The term ‘Climate crisis’ is uttered at will these
days, and the danger is that young people brought up in this normalised Overton
Window period won’t even question it. Let’s try to explore what we are dealing
with here. The concept of a "crisis" is not straightforward, and
different people interpret it in different ways depending on their perspective,
values, and epistemic standards. Some friends of mine think there is a climate
crisis, and they would take it to mean that we are reaching a catastrophic
threshold; a tipping point where irreversible and extreme damage is inevitable,
such as runaway global warming, mass species extinction, or the collapse of
major ecosystems. Some other friends of mine think climate change is already
causing widespread harm and demand immediate large-scale action to prevent
worsening consequences. Others I know concede that there are urgent climate
problems that need solving, but would only call it a moderate crisis. Perhaps
you could call these interpretations of a crisis red hot, hot and warm (pun
intended).
Knowing the nature of the British public, I might even go so far as to say that the majority of people in the UK think there is a climate crisis. But for a nation, this is problematic politically and economically because these conditions are complex, multi-faceted, and difficult to conceptualise in a single framework like ‘crisis’. Most of the population as individuals do not fully understand all the interconnected elements of climate science, economics, and geopolitics that would justifiably define what a crisis is, yet there is widespread consensus that there is a crisis.
==================================================
**Tasks to carry out**:
1. Print the climate crisis passage from "Knowing the nature" up to and including "is a crisis.".
2. Summarize the climate crisis passage in two sentences.
3. In the climate crisis passage, what three labels does the author suggest for the different interpretations of a crisis?

**Entries shown**:
==================================================
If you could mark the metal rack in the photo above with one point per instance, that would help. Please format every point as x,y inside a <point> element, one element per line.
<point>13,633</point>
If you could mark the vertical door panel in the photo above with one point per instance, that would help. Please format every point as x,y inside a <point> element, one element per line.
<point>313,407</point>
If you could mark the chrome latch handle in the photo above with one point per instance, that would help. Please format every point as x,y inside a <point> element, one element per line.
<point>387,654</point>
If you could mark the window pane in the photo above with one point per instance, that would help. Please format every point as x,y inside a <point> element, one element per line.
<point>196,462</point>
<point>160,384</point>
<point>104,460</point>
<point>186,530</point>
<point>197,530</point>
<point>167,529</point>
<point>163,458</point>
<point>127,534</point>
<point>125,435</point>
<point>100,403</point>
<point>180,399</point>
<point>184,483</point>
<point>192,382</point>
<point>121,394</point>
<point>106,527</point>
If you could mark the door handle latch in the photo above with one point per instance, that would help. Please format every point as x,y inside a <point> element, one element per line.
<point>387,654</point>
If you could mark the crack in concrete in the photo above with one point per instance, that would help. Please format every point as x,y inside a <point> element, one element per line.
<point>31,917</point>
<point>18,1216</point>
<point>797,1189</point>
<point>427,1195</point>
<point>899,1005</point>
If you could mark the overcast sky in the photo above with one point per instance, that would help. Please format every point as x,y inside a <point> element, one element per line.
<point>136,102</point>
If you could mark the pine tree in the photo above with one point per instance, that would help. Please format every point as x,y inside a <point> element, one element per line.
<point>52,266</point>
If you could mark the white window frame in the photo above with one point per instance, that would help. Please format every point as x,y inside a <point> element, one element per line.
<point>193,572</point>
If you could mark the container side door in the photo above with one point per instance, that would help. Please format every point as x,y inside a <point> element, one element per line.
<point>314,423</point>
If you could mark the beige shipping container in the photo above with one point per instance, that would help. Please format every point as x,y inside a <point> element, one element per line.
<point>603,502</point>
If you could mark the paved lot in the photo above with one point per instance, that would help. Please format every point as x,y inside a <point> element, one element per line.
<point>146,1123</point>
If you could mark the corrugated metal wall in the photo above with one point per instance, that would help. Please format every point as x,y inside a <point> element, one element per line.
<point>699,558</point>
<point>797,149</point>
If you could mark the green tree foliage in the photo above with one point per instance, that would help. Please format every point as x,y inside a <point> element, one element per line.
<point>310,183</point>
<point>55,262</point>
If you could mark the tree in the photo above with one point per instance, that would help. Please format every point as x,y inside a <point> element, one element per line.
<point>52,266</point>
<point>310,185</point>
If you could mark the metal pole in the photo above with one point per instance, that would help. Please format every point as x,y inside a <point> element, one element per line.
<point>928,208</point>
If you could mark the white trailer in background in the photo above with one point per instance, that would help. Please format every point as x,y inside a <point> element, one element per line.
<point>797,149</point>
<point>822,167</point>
==================================================
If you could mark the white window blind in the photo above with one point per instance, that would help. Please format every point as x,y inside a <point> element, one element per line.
==================================================
**Responses**:
1.
Knowing the nature of the British public, I might even go so far as to say that the majority of people in the UK think there is a climate crisis. But for a nation, this is problematic politically and economically because these conditions are complex, multi-faceted, and difficult to conceptualise in a single framework like ‘crisis’. Most of the population as individuals do not fully understand all the interconnected elements of climate science, economics, and geopolitics that would justifiably define what a crisis is, yet there is widespread consensus that there is a crisis.

2. The term "climate crisis" is used at will, with the danger that young people won't question it, and people read "crisis" differently: a catastrophic tipping point, widespread harm already demanding immediate action, or a moderate crisis of urgent problems. The majority in the UK may think there is a climate crisis, but this is problematic for a nation because the conditions are too complex for a single "crisis" framework and most individuals do not fully understand the interconnected science, economics, and geopolitics.

3. Red hot, hot, and warm.